::: Passage shown :::
In the beginning, the United States of America was founded on the principles of democracy, independence and the American dream of self-determination. In 1941, abandoning its policy of isolationism to help the Allies fend off the imperialist advances of Germany and Japan during World War II, America’s military strength, its commitment to an unconditional surrender by Germany, and its nuclear bombing of Japan propelled America to the status of the world’s largest superpower, capable of wielding nuclear weapons to uphold democracy.

But the end of the war did not mean the end of American intervention, particularly in Vietnam. In 1950, shortly after the end of World War Two, following requests from the French for support to hold onto the colonies in Indochina that France had lost to Japan during the war, America sent aid in the form of money and troops, which quickly escalated as it became clear that Vietnam was a greater challenge to overcome than the French had foreseen[2]. By the last year of the war in 1954, of the $751 billion spent that year on the French effort to reclaim Vietnam, 73.9% was composed of US aid[3]; over the next 27 years, America would continue to escalate the war in Vietnam, even as the French left, defeated at the Battle of Dien Bien Phu. By the end of the war, America would drop a total of approximately 14 billion tonnes of bombs, a figure greater even than the US had dropped in World War Two.[4]

Today, the Vietnam War remains a hugely contentious part of American history. Dubbed in Vietnam as the War of Resistance Against American Imperialism, the Vietnam War is one that continues to polarise America. Advocates of the war argue that the Vietnam War was a fight against the spread of Communism that begun with the best of motives; in contrast, critics of the war argue that America had no place in Vietnam, with the anti-war movement united together over the belief that the American war in Vietnam needed to end, whether that was because of the lack of a clear justification of why the war was being fought, the belief that American intervention in Vietnam was simply another form of imperialism or the high domestic costs of the war, among other reasons.
:::
- Goal -
Please transcribe the passage above on American intervention in Vietnam in full, word for word.
::: Stored data :::
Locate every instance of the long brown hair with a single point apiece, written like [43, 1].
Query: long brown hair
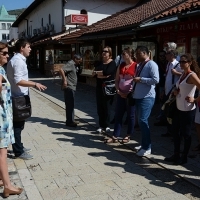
[3, 45]
[130, 52]
[194, 66]
[109, 50]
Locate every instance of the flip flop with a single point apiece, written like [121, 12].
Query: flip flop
[197, 148]
[111, 140]
[126, 139]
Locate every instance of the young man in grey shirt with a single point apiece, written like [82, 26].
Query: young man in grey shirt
[69, 77]
[17, 73]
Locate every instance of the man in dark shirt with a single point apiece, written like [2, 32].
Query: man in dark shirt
[69, 76]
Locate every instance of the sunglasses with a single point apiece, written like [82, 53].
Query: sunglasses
[4, 53]
[183, 61]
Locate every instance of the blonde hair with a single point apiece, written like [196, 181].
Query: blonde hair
[109, 50]
[3, 45]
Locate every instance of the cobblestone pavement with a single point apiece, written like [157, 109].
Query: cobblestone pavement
[75, 164]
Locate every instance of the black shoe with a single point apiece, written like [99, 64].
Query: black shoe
[173, 158]
[160, 123]
[126, 122]
[72, 124]
[112, 121]
[182, 160]
[166, 135]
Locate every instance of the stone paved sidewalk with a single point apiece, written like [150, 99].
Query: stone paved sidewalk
[75, 164]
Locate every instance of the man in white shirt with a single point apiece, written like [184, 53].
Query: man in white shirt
[173, 71]
[171, 46]
[17, 73]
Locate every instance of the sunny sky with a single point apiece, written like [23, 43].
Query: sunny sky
[15, 4]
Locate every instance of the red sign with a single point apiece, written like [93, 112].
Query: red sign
[76, 19]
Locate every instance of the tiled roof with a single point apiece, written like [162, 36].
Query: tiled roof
[184, 7]
[135, 15]
[63, 37]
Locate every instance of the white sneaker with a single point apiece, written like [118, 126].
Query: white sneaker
[107, 129]
[143, 152]
[138, 148]
[99, 130]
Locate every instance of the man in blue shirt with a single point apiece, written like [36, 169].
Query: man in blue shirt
[147, 75]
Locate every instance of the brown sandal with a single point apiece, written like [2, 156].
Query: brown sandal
[197, 148]
[111, 140]
[126, 139]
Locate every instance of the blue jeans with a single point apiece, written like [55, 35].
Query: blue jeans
[18, 147]
[121, 108]
[69, 104]
[182, 126]
[143, 109]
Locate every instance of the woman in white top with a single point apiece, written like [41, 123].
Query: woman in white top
[184, 117]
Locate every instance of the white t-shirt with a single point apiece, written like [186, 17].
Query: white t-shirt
[17, 71]
[169, 75]
[185, 90]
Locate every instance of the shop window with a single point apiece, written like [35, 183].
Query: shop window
[83, 11]
[195, 48]
[57, 56]
[4, 36]
[90, 58]
[8, 25]
[3, 26]
[134, 45]
[49, 19]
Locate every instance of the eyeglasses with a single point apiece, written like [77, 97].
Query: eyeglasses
[4, 53]
[183, 61]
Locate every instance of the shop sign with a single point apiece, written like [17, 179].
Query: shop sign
[180, 27]
[76, 19]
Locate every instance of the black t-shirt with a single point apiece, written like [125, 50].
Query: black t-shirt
[108, 70]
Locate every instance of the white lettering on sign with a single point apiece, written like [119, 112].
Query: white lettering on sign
[164, 29]
[191, 26]
[79, 19]
[182, 27]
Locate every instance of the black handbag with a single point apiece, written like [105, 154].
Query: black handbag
[130, 99]
[109, 88]
[21, 108]
[170, 108]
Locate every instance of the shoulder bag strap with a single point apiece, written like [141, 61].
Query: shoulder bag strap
[173, 76]
[143, 64]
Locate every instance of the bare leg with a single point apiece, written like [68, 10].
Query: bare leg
[198, 131]
[4, 170]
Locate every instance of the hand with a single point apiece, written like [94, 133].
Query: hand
[175, 92]
[162, 95]
[123, 95]
[174, 72]
[64, 85]
[94, 73]
[189, 99]
[40, 86]
[137, 79]
[131, 88]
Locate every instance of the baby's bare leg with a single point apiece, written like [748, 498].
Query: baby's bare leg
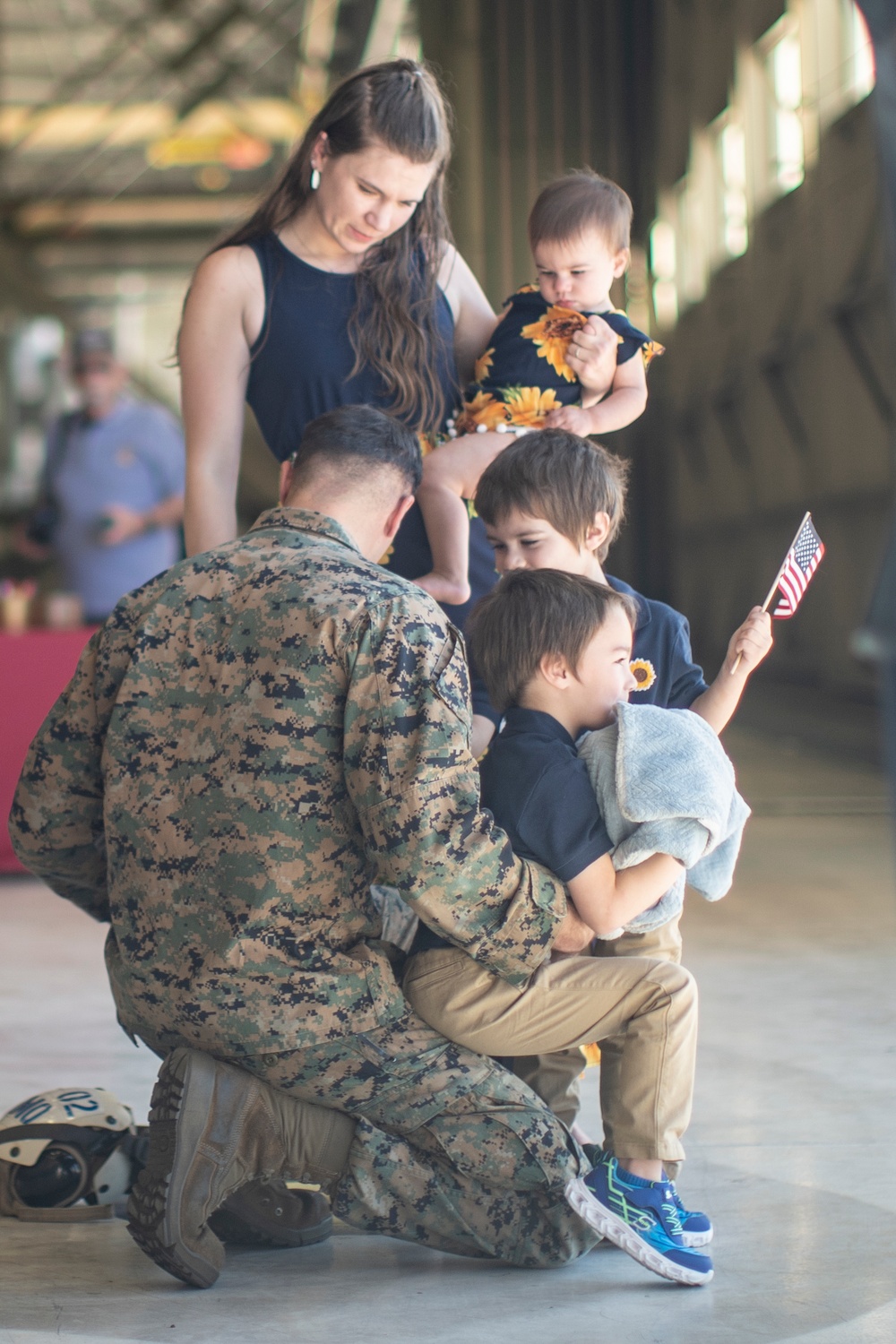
[450, 476]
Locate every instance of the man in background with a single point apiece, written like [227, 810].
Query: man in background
[113, 486]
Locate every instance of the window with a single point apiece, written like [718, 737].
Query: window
[814, 64]
[783, 72]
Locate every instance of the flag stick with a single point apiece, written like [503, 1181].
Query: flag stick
[774, 586]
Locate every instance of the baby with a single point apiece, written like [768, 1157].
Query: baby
[579, 234]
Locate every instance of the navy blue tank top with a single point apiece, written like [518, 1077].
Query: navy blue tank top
[301, 365]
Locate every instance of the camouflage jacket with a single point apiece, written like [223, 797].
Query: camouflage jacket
[250, 741]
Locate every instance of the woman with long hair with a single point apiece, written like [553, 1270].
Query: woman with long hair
[343, 288]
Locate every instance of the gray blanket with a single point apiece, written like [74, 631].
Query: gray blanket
[665, 785]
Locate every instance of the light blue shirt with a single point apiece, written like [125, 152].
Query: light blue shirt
[134, 457]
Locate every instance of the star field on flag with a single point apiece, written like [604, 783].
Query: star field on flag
[802, 561]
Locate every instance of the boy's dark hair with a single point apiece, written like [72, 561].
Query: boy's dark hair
[530, 615]
[581, 201]
[357, 438]
[560, 478]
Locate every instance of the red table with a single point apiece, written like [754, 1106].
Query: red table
[35, 667]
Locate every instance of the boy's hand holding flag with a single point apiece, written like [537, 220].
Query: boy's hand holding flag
[801, 562]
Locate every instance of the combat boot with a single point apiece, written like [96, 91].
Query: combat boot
[212, 1129]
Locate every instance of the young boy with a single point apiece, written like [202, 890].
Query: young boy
[579, 231]
[555, 650]
[554, 500]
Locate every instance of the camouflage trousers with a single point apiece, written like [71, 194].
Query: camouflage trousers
[452, 1150]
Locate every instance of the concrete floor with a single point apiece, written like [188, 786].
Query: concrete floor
[790, 1145]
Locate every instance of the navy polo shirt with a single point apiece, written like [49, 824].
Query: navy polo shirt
[538, 792]
[661, 656]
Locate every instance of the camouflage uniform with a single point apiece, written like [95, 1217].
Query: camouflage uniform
[250, 741]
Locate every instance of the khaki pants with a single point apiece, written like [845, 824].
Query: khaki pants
[555, 1075]
[645, 1010]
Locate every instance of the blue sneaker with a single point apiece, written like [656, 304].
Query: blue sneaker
[696, 1228]
[638, 1217]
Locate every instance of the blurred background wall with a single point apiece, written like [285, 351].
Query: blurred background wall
[132, 134]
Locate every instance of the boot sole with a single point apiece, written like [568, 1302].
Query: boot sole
[616, 1230]
[153, 1209]
[239, 1231]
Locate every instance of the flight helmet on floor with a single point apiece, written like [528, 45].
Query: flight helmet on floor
[67, 1155]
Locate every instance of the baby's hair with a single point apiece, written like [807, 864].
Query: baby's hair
[560, 478]
[581, 201]
[533, 613]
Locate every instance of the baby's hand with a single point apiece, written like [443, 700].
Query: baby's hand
[751, 642]
[571, 418]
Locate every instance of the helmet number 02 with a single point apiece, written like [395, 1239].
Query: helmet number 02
[72, 1102]
[75, 1101]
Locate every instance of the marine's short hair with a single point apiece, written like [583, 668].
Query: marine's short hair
[560, 478]
[357, 438]
[578, 202]
[532, 613]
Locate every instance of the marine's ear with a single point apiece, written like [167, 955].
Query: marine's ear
[285, 480]
[397, 516]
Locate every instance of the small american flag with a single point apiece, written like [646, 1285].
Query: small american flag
[802, 561]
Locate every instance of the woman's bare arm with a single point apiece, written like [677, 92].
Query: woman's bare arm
[222, 319]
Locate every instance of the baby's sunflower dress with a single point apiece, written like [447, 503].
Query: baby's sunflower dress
[524, 375]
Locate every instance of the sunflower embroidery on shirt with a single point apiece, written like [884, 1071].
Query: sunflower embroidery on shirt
[530, 405]
[481, 409]
[482, 366]
[552, 335]
[643, 672]
[650, 352]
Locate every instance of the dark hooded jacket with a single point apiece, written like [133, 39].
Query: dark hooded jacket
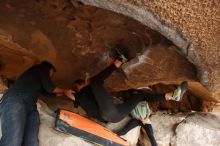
:::
- Task solution -
In the beginning, the United States of America was founded on the principles of democracy, independence and the American dream of self-determination. In 1941, abandoning its policy of isolationism to help the Allies fend off the imperialist advances of Germany and Japan during World War II, America’s military strength, its commitment to an unconditional surrender by Germany, and its nuclear bombing of Japan propelled America to the status of the world’s largest superpower, capable of wielding nuclear weapons to uphold democracy.

But the end of the war did not mean the end of American intervention, particularly in Vietnam. In 1950, shortly after the end of World War Two, following requests from the French for support to hold onto the colonies in Indochina that France had lost to Japan during the war, America sent aid in the form of money and troops, which quickly escalated as it became clear that Vietnam was a greater challenge to overcome than the French had foreseen[2]. By the last year of the war in 1954, of the $751 billion spent that year on the French effort to reclaim Vietnam, 73.9% was composed of US aid[3]; over the next 27 years, America would continue to escalate the war in Vietnam, even as the French left, defeated at the Battle of Dien Bien Phu. By the end of the war, America would drop a total of approximately 14 billion tonnes of bombs, a figure greater even than the US had dropped in World War Two.[4]

Today, the Vietnam War remains a hugely contentious part of American history. Dubbed in Vietnam as the War of Resistance Against American Imperialism, the Vietnam War is one that continues to polarise America. Advocates of the war argue that the Vietnam War was a fight against the spread of Communism that begun with the best of motives; in contrast, critics of the war argue that America had no place in Vietnam, with the anti-war movement united together over the belief that the American war in Vietnam needed to end, whether that was because of the lack of a clear justification of why the war was being fought, the belief that American intervention in Vietnam was simply another form of imperialism or the high domestic costs of the war, among other reasons.